> _WHAT YOU NEED TO DO_
1) Repeat the Universal Service Fund text word for word, starting with "During the past" and going on through "unaffordable for consumers.".
2) Go on with the Universal Service Fund text from the point where it stops.

PROVIDED TEXT section start

Reform USF to avert a telecommunications crisis

I represent an urban congressional district in Nebraska. As I like to tell my colleagues, my district has more concrete and paved roads than dirt. However, I do understand the needs of people outside of cities. In particular, I recognize the current and future importance of maintaining access to critical telecommunications services in rural areas.

Without such access, Americans in many areas are being denied important opportunities created by the modern economy. Beyond the obvious considerations for rural America, the entire nation will suffer the results of excluding millions of Americans from the telecommunications revolution now well underway.

The Universal Service Fund (USF) is central to the goal of delivering accessible and affordable telecommunications technologies to rural areas.  The USF has been remarkably successful in accelerating the deployment of the nation’s extraordinary telecommunications infrastructure. Without a working USF program, preserving and extending this advancement will not be possible.

During the past several years, however, the very viability of USF has been jeopardized by rapidly increasing payments to wireless providers — payments that threaten to make USF unaffordable for consumers.

According to publicly available data, USF payments to wireless providers grew from $15 million in 2001 to almost $1 billion in 2006, an annual rate of increase of more than 100 percent.  Projections suggest that the situation will continue to deteriorate at alarming speed through the end of the decade.

Although a seemingly obscure matter, failure to address the status of the USF imperils decades of progress in connecting rural America to the telecommunications infrastructure. To forego corrective action would be hugely irresponsible.

Accordingly, the Federal-State Joint Board on Universal Service has recommended a temporary cap on USF payment to wireless providers. By holding these payments to current levels on a temporary basis, the joint board seeks to allow the time needed to develop a more stable USF funding mechanism.

As a champion of strengthening USF, I strongly support the joint board’s recommendation as an essential reform of a system headed toward collapse. Such an outcome would have profoundly negative consequences for the future deployment of telecommunications services in low-population-density regions. Moreover, the national implications of impeding the availability of affordable telecommunications services are significant.

PROVIDED TEXT section end
DATASET RECORDS section start

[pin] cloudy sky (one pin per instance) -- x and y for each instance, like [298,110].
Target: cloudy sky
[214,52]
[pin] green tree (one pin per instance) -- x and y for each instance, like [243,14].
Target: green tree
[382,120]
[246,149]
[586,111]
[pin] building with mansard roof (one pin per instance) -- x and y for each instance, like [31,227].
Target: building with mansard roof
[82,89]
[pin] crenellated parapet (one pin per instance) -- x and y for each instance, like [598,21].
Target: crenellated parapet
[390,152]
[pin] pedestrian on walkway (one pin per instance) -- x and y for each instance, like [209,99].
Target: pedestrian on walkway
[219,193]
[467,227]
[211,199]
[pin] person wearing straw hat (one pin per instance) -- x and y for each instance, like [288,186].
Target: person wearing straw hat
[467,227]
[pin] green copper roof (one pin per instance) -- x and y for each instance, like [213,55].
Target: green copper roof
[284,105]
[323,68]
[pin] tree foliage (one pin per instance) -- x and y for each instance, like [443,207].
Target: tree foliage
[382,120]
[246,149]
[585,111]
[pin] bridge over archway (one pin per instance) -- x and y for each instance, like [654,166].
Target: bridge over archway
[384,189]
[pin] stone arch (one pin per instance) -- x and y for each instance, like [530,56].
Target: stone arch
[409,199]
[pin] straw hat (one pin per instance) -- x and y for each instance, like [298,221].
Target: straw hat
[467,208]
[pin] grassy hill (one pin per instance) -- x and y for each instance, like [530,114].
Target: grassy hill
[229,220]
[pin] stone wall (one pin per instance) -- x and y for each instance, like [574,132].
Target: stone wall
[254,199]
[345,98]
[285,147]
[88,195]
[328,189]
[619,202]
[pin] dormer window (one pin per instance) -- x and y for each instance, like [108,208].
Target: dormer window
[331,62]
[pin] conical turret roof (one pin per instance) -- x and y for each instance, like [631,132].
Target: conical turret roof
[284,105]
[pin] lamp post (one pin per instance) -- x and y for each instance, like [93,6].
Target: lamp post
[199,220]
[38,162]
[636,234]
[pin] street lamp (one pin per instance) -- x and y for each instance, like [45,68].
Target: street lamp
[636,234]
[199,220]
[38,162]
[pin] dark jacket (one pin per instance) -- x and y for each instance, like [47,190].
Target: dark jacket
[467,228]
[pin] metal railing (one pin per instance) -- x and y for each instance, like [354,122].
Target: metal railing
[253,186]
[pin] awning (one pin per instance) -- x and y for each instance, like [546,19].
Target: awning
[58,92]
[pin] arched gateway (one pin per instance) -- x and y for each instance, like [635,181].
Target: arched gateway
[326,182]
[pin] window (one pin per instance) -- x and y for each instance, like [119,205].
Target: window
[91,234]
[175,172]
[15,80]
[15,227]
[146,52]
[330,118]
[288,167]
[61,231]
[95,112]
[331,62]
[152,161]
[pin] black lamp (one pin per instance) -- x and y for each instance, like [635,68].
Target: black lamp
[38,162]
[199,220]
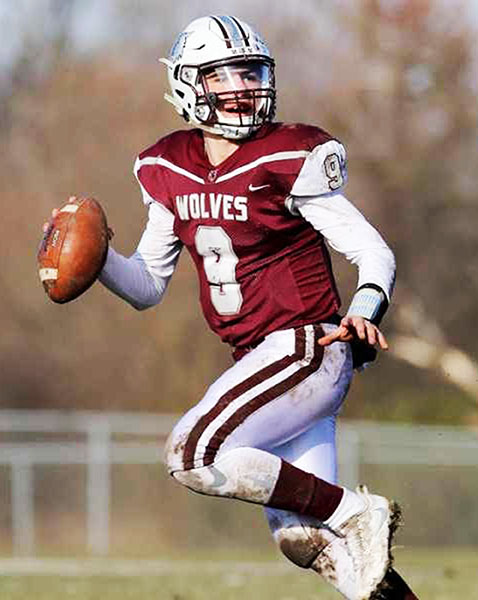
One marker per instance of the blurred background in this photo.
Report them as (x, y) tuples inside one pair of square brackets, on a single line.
[(80, 96)]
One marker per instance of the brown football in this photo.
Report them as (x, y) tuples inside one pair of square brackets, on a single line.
[(73, 250)]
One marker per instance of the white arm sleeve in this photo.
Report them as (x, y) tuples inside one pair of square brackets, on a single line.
[(348, 232), (143, 278)]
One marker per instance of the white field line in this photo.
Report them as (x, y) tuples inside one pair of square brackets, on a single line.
[(130, 568)]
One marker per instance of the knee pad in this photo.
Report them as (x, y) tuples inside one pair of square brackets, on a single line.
[(243, 473)]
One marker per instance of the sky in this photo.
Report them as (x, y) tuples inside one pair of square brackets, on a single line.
[(93, 24)]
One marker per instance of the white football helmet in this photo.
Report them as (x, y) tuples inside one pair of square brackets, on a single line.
[(221, 75)]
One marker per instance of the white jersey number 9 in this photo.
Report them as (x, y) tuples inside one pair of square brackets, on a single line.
[(220, 261), (333, 170)]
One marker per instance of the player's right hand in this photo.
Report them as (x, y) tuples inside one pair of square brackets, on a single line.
[(355, 327)]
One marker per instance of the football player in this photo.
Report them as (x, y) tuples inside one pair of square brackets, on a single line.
[(255, 201)]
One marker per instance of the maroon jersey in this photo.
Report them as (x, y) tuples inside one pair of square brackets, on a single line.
[(261, 268)]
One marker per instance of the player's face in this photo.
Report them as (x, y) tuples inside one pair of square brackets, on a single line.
[(232, 82)]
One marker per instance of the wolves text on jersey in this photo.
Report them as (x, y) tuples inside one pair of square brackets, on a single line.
[(212, 205)]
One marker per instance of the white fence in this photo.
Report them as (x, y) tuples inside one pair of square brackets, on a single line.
[(100, 446)]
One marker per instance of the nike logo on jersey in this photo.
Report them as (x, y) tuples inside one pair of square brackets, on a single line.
[(212, 206), (254, 188)]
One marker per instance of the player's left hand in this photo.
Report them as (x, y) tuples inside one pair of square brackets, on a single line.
[(354, 327)]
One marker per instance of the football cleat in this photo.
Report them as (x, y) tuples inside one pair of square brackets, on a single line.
[(358, 554)]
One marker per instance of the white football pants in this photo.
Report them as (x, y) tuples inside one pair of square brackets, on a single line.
[(280, 401)]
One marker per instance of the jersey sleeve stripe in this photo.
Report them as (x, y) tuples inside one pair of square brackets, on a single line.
[(158, 160), (288, 155)]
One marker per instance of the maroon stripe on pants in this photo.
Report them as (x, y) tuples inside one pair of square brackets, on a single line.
[(241, 414)]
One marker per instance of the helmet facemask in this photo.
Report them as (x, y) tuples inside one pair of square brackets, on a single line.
[(238, 96)]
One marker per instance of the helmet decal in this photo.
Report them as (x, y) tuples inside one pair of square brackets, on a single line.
[(229, 55)]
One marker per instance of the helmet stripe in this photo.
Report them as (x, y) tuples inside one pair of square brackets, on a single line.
[(241, 29), (238, 36), (224, 31)]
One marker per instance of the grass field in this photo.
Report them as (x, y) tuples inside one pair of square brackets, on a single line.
[(433, 574)]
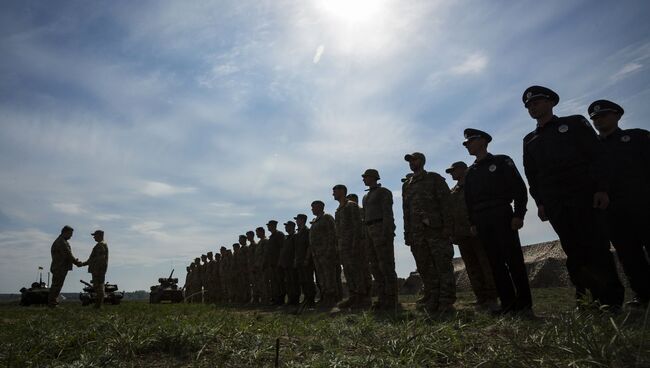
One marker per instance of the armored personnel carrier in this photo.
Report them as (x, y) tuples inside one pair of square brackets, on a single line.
[(111, 295), (166, 291)]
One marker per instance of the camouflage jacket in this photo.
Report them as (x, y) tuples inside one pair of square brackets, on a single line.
[(348, 225), (426, 205), (461, 226), (62, 258), (98, 260), (322, 237)]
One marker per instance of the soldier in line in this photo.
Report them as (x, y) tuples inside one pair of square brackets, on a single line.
[(286, 263), (274, 272), (244, 282), (322, 246), (380, 224), (260, 255), (629, 194), (350, 250), (62, 261), (568, 178), (427, 230), (97, 264), (253, 274), (472, 251), (491, 185), (303, 261)]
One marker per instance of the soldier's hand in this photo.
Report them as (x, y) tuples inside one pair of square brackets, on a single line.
[(601, 200), (541, 213), (472, 229)]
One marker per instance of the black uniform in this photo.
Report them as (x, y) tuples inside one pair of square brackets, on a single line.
[(491, 185), (628, 214), (565, 165)]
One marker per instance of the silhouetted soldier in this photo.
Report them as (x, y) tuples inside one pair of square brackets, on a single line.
[(472, 251), (567, 174), (350, 249), (62, 261), (380, 225), (629, 193), (427, 230), (491, 185)]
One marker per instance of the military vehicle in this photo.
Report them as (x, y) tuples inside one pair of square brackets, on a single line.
[(111, 295), (37, 294), (166, 291)]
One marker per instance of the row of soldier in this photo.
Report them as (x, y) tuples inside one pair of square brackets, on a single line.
[(593, 190)]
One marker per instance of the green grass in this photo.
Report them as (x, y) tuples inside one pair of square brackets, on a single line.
[(136, 334)]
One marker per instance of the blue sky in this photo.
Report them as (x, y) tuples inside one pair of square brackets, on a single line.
[(176, 126)]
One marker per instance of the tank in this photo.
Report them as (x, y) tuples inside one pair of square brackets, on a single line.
[(35, 295), (111, 294), (166, 291)]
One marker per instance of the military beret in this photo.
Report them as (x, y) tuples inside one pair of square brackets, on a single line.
[(535, 92), (475, 133), (371, 172), (415, 155), (456, 165), (603, 106)]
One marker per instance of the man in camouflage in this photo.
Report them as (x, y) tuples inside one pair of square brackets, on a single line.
[(286, 263), (260, 257), (380, 225), (322, 246), (476, 262), (303, 261), (350, 249), (427, 230), (62, 261), (273, 271), (97, 264)]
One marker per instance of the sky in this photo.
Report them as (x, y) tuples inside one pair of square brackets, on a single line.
[(175, 126)]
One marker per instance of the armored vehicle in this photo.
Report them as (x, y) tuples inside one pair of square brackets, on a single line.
[(166, 291), (111, 295)]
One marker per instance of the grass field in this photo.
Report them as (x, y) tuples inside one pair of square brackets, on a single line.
[(136, 334)]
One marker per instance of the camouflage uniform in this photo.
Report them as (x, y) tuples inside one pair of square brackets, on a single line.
[(274, 273), (380, 227), (304, 264), (476, 262), (322, 245), (427, 230), (97, 265), (62, 260), (351, 252)]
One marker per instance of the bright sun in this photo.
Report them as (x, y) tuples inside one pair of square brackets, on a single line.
[(353, 11)]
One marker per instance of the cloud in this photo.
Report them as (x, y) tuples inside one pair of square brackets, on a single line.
[(159, 189)]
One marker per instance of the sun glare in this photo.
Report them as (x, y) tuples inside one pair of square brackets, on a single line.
[(353, 11)]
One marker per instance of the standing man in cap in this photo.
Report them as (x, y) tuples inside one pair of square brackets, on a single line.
[(97, 264), (303, 261), (286, 263), (472, 251), (427, 231), (350, 250), (274, 272), (322, 245), (568, 178), (260, 258), (629, 193), (62, 261), (491, 185), (380, 224)]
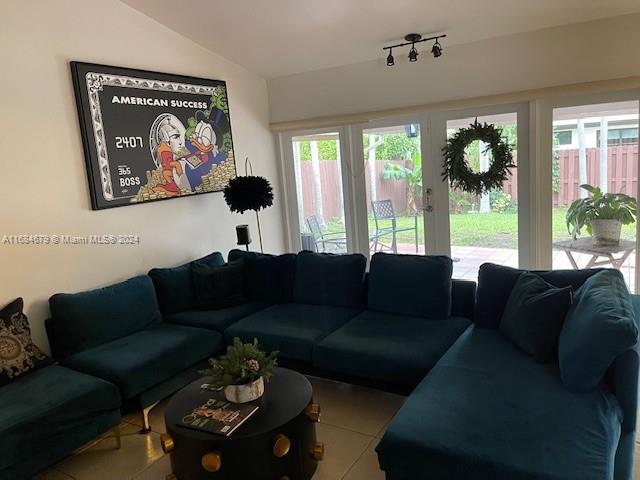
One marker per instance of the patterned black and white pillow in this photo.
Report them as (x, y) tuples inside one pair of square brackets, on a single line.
[(18, 353)]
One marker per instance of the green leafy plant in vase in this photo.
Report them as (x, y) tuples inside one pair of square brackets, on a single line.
[(241, 371), (602, 214)]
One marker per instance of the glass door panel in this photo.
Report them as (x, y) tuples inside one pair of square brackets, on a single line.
[(393, 177), (595, 145), (484, 228), (319, 193)]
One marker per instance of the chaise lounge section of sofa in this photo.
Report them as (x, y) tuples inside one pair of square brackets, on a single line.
[(50, 412), (487, 410), (117, 334)]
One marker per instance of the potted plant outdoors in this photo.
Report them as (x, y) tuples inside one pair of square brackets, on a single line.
[(241, 371), (603, 215)]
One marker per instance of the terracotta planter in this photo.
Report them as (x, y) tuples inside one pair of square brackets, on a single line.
[(245, 393), (606, 232)]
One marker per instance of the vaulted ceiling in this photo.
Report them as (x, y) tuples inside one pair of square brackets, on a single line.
[(281, 37)]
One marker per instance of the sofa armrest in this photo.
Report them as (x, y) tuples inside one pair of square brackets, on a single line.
[(463, 298), (623, 380), (622, 377)]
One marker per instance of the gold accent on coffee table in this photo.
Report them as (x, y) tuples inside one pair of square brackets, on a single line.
[(313, 412), (318, 451), (212, 461)]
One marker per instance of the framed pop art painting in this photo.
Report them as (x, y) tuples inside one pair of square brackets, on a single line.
[(151, 136)]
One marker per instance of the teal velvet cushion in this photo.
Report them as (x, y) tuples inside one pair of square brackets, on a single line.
[(416, 285), (268, 278), (328, 279), (50, 408), (218, 319), (496, 281), (18, 354), (292, 329), (174, 286), (145, 359), (534, 315), (487, 411), (600, 327), (218, 286), (395, 349), (87, 319)]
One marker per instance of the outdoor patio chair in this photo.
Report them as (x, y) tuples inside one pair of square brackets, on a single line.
[(323, 240), (383, 212)]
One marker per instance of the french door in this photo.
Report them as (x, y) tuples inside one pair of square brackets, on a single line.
[(317, 185), (392, 187), (493, 227), (378, 187), (593, 140)]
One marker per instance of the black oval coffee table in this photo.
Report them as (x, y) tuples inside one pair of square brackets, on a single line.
[(278, 442)]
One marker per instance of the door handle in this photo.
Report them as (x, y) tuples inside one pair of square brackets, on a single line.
[(428, 206)]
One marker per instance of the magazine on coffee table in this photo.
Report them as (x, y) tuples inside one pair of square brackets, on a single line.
[(218, 416)]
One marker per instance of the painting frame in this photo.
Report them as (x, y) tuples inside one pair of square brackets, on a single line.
[(150, 136)]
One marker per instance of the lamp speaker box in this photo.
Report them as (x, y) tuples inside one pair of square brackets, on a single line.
[(242, 232)]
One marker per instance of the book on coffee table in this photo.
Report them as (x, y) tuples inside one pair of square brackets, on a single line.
[(218, 416)]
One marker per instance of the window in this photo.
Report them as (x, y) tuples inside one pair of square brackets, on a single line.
[(620, 136), (563, 137)]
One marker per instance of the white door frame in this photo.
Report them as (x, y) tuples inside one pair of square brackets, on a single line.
[(288, 179), (526, 181), (544, 147)]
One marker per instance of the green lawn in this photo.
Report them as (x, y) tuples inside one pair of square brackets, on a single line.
[(497, 230)]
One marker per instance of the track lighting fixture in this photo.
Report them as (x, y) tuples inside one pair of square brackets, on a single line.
[(413, 54), (436, 50), (412, 39), (390, 62)]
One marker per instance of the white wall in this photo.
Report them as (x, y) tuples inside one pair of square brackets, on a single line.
[(569, 54), (44, 185)]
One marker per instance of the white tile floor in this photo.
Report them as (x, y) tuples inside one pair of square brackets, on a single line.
[(353, 419), (468, 260)]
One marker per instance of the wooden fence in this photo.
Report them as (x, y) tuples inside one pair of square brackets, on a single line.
[(622, 172), (396, 190), (622, 177)]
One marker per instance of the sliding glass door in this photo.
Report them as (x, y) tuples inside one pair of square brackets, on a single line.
[(594, 153), (393, 175), (491, 227)]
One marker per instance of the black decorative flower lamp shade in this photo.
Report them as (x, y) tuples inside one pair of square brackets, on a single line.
[(249, 192), (243, 235)]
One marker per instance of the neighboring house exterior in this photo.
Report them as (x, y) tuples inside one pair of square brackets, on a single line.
[(621, 130)]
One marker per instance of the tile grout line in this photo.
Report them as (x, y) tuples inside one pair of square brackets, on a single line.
[(357, 459), (350, 429)]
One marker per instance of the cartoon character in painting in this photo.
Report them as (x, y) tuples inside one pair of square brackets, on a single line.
[(168, 149), (186, 155)]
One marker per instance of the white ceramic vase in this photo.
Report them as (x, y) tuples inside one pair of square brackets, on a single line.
[(245, 393), (606, 232)]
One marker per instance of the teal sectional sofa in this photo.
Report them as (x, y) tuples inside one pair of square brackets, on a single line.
[(117, 334), (48, 413), (477, 407), (488, 411)]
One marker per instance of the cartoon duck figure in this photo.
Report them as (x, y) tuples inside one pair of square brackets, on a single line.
[(167, 142), (204, 143)]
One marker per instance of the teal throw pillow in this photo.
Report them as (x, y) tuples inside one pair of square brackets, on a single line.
[(534, 315)]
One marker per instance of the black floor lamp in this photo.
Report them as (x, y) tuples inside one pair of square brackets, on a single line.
[(249, 192)]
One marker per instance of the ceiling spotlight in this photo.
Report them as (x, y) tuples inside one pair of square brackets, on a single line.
[(413, 54), (412, 39), (436, 50), (390, 62)]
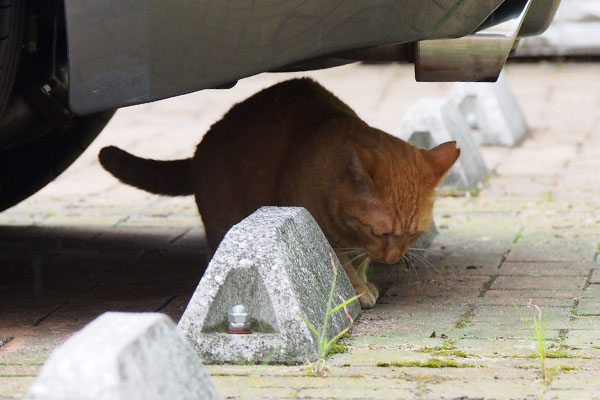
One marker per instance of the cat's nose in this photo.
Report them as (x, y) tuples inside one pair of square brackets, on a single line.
[(392, 257)]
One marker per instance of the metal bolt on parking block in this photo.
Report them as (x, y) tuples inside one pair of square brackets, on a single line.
[(239, 320)]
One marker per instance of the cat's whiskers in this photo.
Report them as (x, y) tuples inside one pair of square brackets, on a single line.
[(410, 263)]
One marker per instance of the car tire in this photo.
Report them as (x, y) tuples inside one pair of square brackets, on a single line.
[(12, 16), (47, 137), (26, 169)]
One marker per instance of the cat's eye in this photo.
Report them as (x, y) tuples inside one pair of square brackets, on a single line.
[(381, 235)]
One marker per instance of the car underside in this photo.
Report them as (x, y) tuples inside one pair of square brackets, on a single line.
[(65, 66)]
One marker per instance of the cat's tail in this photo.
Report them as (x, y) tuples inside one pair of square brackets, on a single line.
[(171, 178)]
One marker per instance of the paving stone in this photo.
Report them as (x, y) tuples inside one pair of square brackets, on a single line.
[(276, 262), (595, 276), (539, 282), (432, 121), (124, 356), (543, 269), (590, 301), (492, 112)]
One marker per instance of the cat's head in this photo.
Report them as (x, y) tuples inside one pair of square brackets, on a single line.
[(387, 197)]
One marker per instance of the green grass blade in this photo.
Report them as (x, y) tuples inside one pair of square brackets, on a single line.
[(345, 303), (310, 326)]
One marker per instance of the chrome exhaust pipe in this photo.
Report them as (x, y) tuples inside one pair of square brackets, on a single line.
[(476, 57)]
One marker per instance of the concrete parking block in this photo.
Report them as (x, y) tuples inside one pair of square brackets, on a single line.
[(492, 112), (124, 356), (432, 121), (277, 263)]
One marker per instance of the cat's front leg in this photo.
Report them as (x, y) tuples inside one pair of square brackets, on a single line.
[(368, 290)]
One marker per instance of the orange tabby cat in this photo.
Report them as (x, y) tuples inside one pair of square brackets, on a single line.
[(296, 144)]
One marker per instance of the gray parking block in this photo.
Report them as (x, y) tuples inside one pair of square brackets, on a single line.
[(432, 121), (124, 356), (491, 111), (276, 262)]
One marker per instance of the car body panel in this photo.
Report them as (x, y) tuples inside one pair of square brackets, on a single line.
[(124, 52)]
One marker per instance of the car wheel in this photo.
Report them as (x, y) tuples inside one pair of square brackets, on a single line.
[(39, 135)]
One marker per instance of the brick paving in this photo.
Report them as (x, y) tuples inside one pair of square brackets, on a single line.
[(86, 244)]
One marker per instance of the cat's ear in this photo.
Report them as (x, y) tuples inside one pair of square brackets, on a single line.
[(360, 162), (440, 159)]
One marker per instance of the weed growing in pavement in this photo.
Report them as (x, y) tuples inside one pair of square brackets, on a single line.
[(319, 367)]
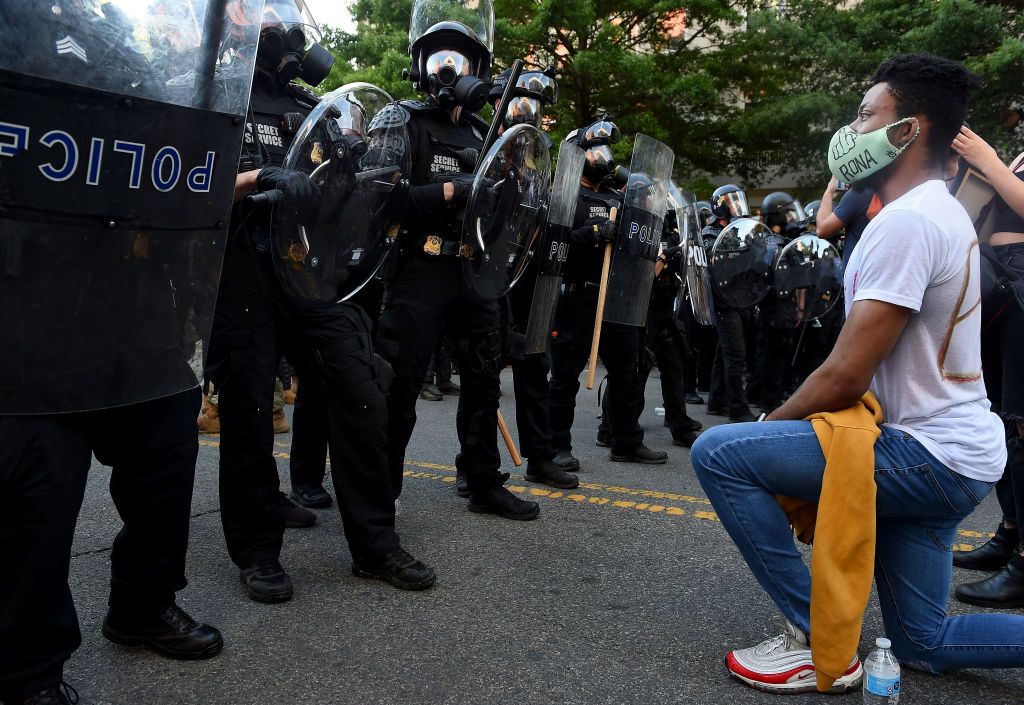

DATASET RECORDS section end

> _ANSWERS TO THE PROBLEMS_
1)
During the past several years, however, the very viability of USF has been jeopardized by rapidly increasing payments to wireless providers — payments that threaten to make USF unaffordable for consumers.

2)
Globalization is substantially increasing competition for high-wage jobs and professional services. Continued U.S. economic expansion demands that Americans participate in the worldwide marketplace, something impossible without broad and affordable access to a robust set of telecommunications technologies. Although appropriately focused on the specific challenge of the fiscal viability of USF, the implications of the joint board’s recommendation extend well beyond what may appear to be a narrow question of funding formulas.

The joint board is attempting to address an urgent problem through much-needed reform.  If unrestrained, rapidly rising USF support to wireless providers threatens to render unsustainable the entire USF program.

Opponents of the joint board recommendation have made a number of allegations designed to scuttle the temporary cap.  In particular, wireless interests have claimed that the cap will harm cell phone service in rural areas. There is no reason to believe that this is true. To the contrary, USF support will continue to flow at current levels, rather than increase year after year at an unsupportable rate. The real threat to the availability of affordable telecommunications in rural areas is a collapse of USF, which the joint board is earnestly working to avert.
The joint board’s decision to impose an interim emergency cap on USF payments to wireless carriers recognizes the source of the explosive growth in the USF. Imposing a cap on these payments is a necessary first step in USF reform.

The nation has a compelling interest in securing the USF and, as a result, promoting American competitiveness by making affordable telecommunications services available throughout America on an unprecedented scale.

Terry is a member of the House Energy and Commerce Committee.